_Written request_
Pick out every line in the items below that contains the string "sleeve" and copy each one. Matching is case-sensitive.

_Data section_
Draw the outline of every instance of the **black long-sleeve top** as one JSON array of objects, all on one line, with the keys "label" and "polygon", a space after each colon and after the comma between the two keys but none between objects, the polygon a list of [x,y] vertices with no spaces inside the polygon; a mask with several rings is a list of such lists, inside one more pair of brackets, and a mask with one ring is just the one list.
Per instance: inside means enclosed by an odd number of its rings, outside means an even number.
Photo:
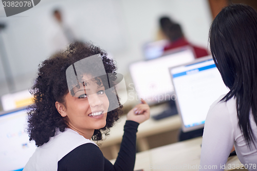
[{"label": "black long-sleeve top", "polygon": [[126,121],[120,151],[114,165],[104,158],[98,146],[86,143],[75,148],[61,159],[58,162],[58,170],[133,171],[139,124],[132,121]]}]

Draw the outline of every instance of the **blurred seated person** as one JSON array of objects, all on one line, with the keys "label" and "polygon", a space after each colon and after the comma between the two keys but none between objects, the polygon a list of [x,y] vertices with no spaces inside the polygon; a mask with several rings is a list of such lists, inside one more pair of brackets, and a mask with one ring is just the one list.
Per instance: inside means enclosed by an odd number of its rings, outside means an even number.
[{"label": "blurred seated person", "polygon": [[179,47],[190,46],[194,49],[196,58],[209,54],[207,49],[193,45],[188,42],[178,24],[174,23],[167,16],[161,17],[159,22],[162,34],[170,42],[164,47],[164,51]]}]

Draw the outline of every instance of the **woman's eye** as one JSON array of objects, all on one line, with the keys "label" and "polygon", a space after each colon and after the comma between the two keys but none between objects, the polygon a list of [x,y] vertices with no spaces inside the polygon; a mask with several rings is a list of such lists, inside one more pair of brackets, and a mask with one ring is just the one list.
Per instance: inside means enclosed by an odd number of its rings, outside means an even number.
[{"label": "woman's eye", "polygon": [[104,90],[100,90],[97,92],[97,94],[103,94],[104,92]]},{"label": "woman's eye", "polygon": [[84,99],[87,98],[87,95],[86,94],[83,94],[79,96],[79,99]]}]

---

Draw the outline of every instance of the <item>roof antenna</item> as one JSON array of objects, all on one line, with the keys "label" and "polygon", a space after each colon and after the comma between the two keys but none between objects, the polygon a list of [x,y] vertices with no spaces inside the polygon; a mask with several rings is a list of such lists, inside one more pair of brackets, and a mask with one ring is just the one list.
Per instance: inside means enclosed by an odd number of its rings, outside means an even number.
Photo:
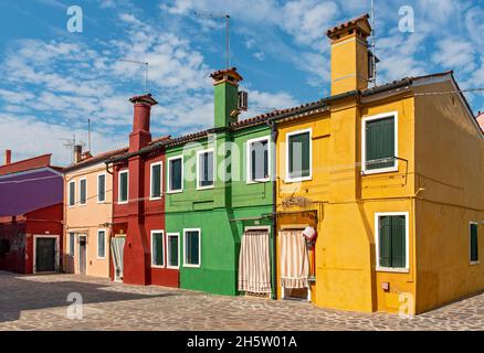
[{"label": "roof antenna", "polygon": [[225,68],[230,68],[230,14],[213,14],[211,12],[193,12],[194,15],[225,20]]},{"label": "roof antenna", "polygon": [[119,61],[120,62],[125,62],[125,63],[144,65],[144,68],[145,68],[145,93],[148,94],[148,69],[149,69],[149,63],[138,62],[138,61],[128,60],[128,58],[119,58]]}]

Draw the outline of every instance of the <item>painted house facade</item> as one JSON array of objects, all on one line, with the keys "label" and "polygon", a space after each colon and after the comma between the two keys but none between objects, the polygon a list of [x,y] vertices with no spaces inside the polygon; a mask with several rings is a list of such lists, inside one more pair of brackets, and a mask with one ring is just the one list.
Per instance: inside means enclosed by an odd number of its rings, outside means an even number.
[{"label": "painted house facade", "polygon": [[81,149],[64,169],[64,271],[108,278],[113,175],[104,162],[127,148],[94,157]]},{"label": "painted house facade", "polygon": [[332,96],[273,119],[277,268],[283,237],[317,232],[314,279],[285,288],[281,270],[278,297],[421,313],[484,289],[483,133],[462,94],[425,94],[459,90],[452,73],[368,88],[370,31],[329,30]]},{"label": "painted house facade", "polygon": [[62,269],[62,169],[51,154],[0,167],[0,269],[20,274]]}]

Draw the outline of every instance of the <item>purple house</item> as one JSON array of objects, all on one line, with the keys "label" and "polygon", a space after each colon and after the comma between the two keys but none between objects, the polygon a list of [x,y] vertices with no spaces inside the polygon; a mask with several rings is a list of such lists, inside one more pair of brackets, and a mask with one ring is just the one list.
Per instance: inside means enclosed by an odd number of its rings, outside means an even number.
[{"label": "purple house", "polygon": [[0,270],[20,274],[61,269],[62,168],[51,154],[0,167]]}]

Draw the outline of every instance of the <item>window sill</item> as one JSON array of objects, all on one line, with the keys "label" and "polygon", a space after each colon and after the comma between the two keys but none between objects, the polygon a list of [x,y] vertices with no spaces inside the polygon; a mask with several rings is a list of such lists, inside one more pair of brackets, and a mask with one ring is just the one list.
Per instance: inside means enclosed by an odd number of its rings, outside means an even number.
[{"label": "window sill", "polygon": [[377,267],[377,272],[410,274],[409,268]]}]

_Solution for this exercise_
Draw the outline of every instance of the **black long-sleeve top** as one JSON array of objects, all on one line, with the keys "label" and "polygon", a space after each colon and after the comma between the two keys but none between objects, the polygon a list of [x,y] vertices with no spaces inside the polygon; a mask with several rings is a list of such lists, inside one more pair of brackets, and a mask with one ring is just the one list.
[{"label": "black long-sleeve top", "polygon": [[126,121],[120,151],[114,165],[104,158],[98,146],[86,143],[75,148],[61,159],[58,162],[58,170],[133,171],[139,124],[132,121]]}]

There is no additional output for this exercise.